THE TASK:
Can you turn the material below, from the line containing "Target: <item>table knife</item>" up to and including its final line, into a numbered list with any blank lines left out?

========================================================================

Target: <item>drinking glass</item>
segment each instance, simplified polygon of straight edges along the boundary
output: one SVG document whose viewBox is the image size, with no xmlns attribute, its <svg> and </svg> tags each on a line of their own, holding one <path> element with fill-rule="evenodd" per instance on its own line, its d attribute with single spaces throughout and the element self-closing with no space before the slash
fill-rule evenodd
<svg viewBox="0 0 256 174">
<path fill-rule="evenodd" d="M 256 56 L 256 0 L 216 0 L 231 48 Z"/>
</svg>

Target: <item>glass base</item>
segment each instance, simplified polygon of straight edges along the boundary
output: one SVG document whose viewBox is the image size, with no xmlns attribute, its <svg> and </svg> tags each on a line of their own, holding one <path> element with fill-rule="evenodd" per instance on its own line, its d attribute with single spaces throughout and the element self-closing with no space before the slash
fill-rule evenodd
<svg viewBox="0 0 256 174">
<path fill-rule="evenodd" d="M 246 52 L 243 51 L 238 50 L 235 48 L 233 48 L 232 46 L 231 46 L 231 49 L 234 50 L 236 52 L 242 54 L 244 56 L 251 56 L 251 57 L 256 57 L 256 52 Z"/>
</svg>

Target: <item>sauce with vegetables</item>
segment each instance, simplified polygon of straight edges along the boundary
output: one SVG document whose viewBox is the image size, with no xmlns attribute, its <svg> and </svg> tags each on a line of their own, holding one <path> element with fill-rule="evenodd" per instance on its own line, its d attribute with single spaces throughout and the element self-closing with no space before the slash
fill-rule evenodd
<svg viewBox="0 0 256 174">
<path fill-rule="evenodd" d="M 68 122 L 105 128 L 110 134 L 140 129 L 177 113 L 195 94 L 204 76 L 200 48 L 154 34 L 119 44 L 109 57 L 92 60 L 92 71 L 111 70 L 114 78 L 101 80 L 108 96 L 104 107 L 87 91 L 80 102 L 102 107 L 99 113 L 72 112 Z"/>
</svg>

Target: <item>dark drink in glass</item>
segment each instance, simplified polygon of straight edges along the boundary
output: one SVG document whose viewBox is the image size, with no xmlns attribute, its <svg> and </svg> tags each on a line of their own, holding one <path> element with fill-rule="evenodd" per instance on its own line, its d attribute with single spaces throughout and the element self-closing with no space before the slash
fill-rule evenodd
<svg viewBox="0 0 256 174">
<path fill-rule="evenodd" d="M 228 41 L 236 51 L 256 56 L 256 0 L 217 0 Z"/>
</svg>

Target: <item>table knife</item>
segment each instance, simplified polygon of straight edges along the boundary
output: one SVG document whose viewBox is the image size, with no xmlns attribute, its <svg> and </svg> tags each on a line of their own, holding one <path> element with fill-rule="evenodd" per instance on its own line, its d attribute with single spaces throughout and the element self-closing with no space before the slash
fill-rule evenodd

========================================================================

ANSWER IN FULL:
1. Target: <item>table knife</item>
2. segment each instance, simplified polygon of straight edges along the boundary
3. output: one SVG document whose viewBox is the image size, with no xmlns attribute, its <svg> and </svg> tags each on a line of their own, holding one <path> element with fill-rule="evenodd" per instance on its own line, its d attribute with single spaces throughout and the element self-closing with no space before the slash
4. fill-rule evenodd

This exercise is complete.